OBJECTIF -
Rédigez la suite du passage sur les cycles de Marion Zimmer Bradley, en reprenant juste après sa dernière phrase.

PASSAGE DU TEXTE -
•••••
Marion Zimmer Bradley nous présente «l’envers du décor» – féminin – des cycles arthuriens et des chevaliers de la Table ronde avec Les Dames du Lac et Les Brumes d’Avalon (1982), qui relèvent davantage de la fantasy; mais d’autres cycles – celui d’Hastur – oscillent entre le space opera (qui met l’accent sur les gadgets et les technologies) et la science-fiction.
•••••
DONNÉES FOURNIES -
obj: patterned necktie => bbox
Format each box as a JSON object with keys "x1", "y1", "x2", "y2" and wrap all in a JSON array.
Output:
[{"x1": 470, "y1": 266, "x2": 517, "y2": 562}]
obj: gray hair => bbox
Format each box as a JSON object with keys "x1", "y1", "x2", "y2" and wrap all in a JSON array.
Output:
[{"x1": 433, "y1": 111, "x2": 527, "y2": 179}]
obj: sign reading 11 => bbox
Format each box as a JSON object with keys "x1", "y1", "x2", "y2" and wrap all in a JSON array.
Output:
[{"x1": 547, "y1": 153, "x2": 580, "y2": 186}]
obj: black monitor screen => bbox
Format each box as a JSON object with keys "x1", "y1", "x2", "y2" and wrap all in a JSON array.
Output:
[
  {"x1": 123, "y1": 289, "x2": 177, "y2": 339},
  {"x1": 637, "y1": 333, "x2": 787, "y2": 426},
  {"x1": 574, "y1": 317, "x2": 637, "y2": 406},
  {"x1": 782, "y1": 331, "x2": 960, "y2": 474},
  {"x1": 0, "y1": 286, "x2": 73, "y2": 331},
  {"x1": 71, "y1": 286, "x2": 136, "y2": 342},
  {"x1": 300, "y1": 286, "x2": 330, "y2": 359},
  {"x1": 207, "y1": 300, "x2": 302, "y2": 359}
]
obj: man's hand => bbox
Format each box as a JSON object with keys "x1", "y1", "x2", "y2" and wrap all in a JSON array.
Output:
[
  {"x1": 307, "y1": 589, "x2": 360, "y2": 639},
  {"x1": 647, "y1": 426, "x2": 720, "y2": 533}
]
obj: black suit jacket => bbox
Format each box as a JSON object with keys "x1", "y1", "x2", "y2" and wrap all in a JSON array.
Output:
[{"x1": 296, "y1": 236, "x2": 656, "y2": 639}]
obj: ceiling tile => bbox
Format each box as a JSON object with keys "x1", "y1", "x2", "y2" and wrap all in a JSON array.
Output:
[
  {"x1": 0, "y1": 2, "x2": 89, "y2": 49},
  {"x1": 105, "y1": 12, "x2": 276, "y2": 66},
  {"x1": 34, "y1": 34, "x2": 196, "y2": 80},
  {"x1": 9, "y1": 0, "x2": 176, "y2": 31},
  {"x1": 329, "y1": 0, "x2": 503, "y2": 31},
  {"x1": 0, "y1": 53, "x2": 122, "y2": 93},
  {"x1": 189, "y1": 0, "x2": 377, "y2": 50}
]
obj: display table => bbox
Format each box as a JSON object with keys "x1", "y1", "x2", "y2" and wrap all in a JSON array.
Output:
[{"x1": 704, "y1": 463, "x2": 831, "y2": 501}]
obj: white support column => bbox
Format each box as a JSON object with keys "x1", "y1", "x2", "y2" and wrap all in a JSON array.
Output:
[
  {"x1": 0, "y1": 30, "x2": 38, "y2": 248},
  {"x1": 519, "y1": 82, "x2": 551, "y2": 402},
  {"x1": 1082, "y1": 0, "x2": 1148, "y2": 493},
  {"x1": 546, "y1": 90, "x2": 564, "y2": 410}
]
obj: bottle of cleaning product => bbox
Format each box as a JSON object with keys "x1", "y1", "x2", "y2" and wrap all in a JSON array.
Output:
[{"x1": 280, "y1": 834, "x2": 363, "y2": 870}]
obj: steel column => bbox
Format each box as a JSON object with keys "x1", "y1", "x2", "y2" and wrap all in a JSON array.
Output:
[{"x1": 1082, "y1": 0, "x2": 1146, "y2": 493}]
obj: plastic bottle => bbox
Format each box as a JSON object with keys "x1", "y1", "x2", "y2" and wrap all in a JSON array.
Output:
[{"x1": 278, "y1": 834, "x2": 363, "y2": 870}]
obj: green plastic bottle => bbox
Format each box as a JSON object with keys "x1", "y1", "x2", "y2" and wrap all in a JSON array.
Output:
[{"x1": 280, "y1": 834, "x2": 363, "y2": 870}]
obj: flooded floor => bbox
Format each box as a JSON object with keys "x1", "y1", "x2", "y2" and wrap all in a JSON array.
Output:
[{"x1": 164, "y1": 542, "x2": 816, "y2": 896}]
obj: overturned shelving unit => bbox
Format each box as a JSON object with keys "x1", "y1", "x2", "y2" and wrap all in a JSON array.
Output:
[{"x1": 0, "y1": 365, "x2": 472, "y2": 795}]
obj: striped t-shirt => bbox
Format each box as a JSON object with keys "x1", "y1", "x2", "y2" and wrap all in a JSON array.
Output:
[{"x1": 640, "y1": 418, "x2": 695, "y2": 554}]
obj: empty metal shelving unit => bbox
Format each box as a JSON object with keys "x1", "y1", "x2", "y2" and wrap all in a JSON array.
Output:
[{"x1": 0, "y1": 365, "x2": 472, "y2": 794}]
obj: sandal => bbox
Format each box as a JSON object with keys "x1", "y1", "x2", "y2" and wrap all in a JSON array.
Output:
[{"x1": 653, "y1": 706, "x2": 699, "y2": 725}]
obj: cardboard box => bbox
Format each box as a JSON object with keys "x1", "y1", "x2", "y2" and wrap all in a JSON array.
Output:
•••••
RÉPONSE AU PROBLÈME -
Cette tendance à brouiller les frontières entre les genres semble se manifester de plus en plus chez les auteures québécoises de SF: qu’il s’agisse d’Esther Rochon, avec L’Espace du diamant (1990), dernier de la trilogie commencée par En hommage aux araignées (1974, épuisé mais repris sous le titre L’Étranger sous la ville, en roman jeunesse, 1987); ou avec Coquillage (1986), gigantesque métaphore de la plénitude sensuelle; d’Élisabeth Vonarburg qui, avec une écriture poétique, aborde transformations ou créations génétiques, voire artistiques (Janus, 1984, Le Silence de la Cité, 1981 et Chroniques du Pays des Mères, 1992). De son côté, Francine Pelletier invente des univers plus sombres, où se retracent les luttes de femmes en quête de leur autonomie, comme dans Nelle de Vilvèq (1997). (G. E.)